Problem statement.
Write each line exactly as it stands, from the line containing "Category: white smoke." through the end of the data.

Dataset rows.
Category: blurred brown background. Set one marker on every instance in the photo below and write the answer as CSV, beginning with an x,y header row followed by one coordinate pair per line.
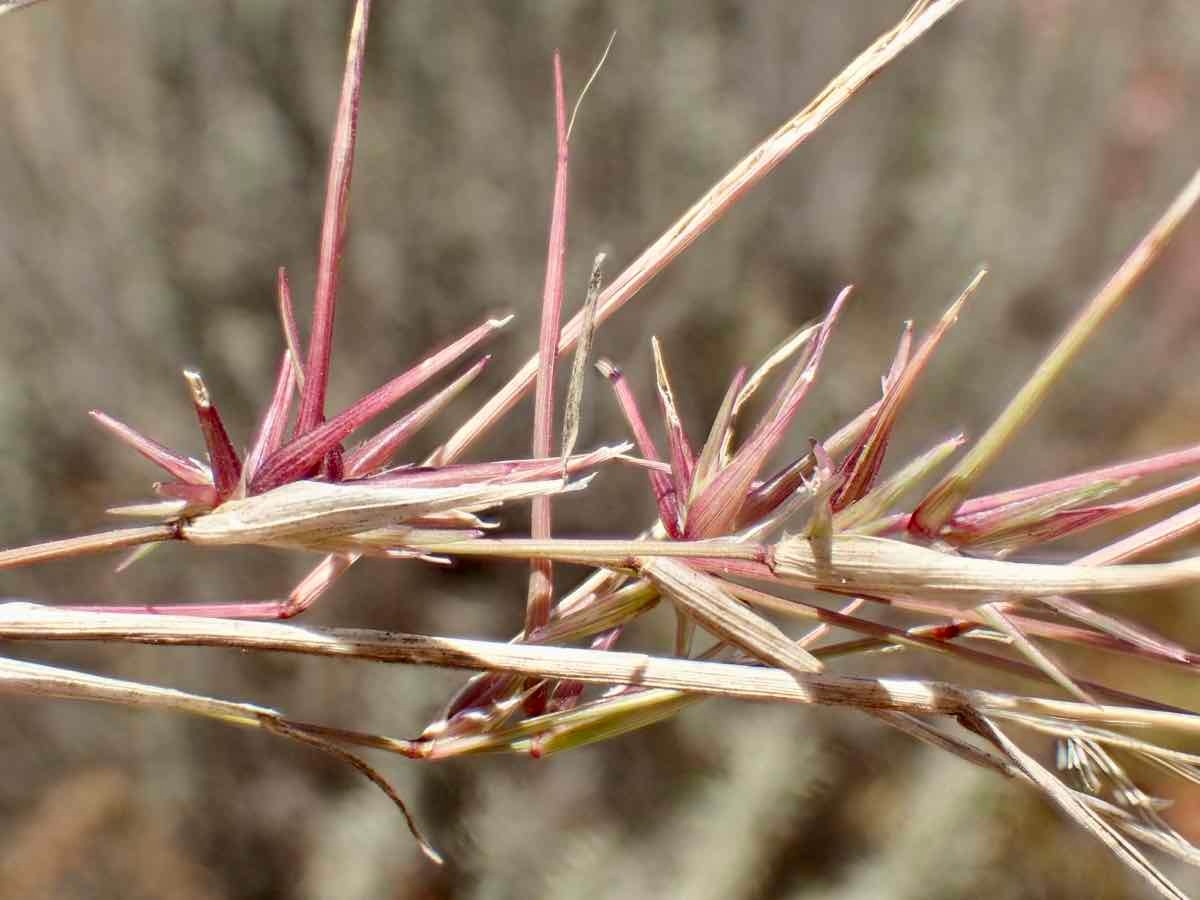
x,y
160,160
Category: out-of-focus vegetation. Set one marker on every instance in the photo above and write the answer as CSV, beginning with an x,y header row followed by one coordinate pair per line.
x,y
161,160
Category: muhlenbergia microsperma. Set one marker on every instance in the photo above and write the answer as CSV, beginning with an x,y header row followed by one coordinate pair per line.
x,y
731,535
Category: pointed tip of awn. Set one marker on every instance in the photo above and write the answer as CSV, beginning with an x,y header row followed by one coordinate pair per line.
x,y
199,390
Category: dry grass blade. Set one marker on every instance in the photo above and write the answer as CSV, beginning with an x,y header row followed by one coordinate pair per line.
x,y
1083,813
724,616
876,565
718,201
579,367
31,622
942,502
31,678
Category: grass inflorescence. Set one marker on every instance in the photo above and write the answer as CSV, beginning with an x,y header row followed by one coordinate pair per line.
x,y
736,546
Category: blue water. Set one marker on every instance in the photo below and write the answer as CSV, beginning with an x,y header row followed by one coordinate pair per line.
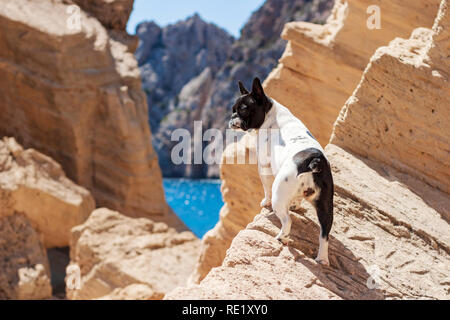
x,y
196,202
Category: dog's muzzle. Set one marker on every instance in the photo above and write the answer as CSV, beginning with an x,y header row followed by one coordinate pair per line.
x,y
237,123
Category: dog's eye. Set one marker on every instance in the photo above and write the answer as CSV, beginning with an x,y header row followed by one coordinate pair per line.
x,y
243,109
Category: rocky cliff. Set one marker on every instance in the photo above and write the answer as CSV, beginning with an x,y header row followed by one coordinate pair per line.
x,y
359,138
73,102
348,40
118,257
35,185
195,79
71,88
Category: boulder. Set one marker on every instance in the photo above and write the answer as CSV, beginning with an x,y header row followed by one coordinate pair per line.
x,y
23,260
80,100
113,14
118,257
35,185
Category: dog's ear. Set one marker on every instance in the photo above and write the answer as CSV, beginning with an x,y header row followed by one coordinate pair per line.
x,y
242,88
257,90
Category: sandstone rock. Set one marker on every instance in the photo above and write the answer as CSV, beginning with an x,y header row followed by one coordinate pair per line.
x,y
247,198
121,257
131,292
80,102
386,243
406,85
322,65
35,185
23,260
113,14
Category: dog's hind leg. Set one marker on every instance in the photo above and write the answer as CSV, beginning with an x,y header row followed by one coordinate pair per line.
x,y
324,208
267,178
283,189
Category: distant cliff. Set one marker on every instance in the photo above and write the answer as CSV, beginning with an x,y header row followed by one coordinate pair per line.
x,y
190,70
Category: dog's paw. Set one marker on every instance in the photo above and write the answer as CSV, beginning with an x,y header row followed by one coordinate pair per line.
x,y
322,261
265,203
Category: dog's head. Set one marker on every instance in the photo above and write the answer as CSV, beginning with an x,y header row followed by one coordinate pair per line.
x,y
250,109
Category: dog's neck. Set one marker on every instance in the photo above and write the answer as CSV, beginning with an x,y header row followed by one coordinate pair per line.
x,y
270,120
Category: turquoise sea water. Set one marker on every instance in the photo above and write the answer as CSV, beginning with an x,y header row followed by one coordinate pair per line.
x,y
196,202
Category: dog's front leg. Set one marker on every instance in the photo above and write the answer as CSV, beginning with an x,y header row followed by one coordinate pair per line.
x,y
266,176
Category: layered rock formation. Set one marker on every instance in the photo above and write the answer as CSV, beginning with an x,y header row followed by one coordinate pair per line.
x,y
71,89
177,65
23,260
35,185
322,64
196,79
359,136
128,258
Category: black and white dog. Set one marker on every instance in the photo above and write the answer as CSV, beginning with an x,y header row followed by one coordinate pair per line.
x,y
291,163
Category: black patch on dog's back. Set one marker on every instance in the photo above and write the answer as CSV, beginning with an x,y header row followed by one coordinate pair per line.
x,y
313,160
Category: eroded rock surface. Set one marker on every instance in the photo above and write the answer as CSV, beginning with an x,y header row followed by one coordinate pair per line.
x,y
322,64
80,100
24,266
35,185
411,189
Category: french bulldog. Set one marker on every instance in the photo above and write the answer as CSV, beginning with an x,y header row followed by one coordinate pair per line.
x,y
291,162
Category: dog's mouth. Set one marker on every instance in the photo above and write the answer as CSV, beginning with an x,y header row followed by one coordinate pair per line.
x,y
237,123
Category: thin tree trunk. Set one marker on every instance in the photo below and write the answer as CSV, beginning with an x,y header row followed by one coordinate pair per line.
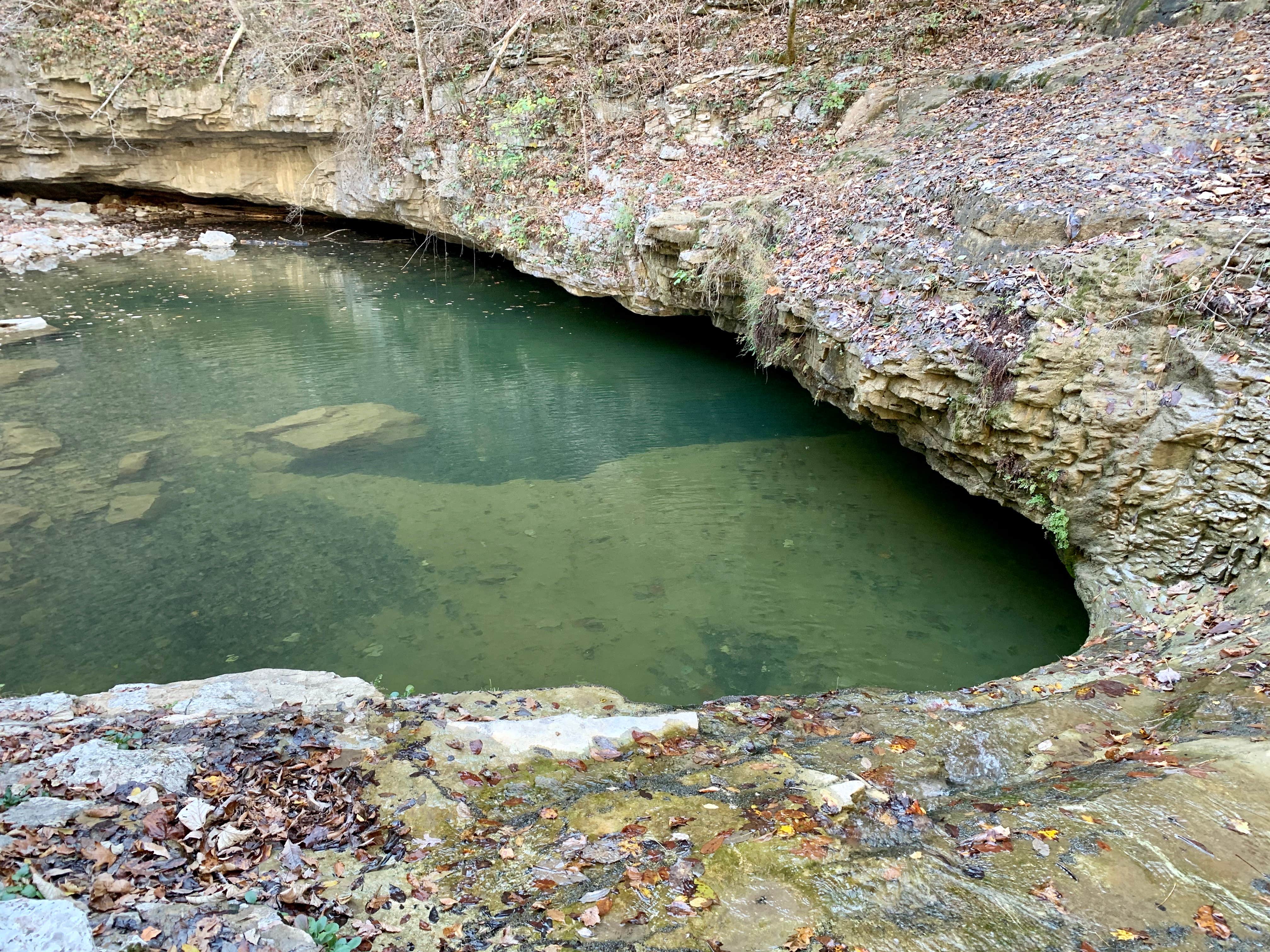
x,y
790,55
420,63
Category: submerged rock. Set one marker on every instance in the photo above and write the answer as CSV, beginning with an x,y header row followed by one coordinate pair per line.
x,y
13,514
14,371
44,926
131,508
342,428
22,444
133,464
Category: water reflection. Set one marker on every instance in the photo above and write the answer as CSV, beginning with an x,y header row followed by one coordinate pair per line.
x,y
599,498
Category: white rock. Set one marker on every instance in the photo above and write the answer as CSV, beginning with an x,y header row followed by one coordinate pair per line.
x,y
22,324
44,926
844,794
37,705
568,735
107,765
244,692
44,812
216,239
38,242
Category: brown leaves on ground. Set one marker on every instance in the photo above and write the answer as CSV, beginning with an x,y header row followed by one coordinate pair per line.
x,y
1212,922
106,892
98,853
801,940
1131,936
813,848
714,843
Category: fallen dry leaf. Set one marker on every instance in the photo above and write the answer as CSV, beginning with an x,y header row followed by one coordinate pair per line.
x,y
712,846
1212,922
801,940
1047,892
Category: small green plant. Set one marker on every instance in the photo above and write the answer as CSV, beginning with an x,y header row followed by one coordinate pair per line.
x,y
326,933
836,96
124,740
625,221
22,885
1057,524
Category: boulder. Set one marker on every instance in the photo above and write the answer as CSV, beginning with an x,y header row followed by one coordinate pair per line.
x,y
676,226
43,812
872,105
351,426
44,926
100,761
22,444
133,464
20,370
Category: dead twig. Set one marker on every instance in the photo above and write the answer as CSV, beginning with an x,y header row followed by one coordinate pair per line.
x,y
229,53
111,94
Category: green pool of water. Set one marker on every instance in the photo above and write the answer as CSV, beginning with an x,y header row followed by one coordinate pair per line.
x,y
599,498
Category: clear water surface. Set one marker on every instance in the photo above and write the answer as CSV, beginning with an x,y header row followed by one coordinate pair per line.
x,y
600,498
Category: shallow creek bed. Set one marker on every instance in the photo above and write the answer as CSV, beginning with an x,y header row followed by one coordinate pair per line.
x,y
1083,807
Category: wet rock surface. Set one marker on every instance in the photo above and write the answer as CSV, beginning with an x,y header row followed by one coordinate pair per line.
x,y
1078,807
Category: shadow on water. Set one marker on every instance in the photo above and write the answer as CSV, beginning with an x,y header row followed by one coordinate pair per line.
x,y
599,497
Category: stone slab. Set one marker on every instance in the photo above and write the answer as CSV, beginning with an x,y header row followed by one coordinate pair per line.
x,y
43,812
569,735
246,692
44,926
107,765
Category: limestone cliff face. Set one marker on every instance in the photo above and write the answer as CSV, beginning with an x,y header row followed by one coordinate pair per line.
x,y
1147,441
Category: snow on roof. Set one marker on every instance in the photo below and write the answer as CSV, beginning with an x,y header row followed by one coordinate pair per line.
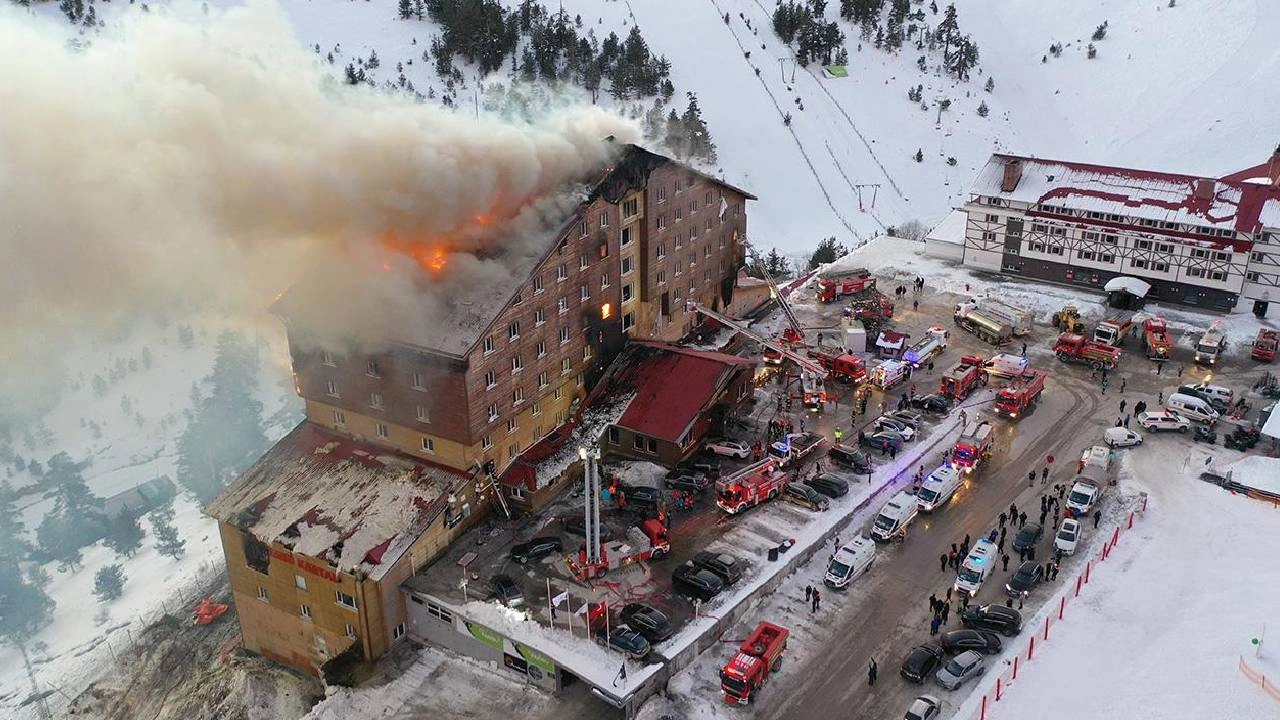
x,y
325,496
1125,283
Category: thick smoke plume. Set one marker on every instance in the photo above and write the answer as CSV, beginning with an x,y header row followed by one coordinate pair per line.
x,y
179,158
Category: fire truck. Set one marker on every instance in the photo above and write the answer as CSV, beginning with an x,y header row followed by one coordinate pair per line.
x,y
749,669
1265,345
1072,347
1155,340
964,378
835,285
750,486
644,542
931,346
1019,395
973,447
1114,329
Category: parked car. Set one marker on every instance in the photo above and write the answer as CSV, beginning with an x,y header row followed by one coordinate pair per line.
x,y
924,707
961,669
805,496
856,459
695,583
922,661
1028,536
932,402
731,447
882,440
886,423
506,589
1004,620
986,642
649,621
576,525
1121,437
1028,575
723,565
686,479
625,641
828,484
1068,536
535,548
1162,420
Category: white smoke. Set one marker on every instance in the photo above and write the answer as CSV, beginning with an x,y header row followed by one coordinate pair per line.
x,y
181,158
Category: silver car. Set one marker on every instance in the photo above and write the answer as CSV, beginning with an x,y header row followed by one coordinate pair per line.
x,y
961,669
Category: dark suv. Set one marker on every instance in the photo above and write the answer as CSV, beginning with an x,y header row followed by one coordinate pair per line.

The reply.
Category: white smoke. Set one marker on every instance in the photo above and write the answer as CSV, beginning with an x,y header row followed by one coordinate pair per line.
x,y
181,158
Category: silver car. Set one marker on every instance in the photo above and write the answer as CSV, beginning with an x,y header row followed by one coordinate pair per line.
x,y
961,669
Category: dark suv. Set one marker on every instance in the photo above and write the answer as CSV, beginning with an x,y header row followed by one coordinate pair per line.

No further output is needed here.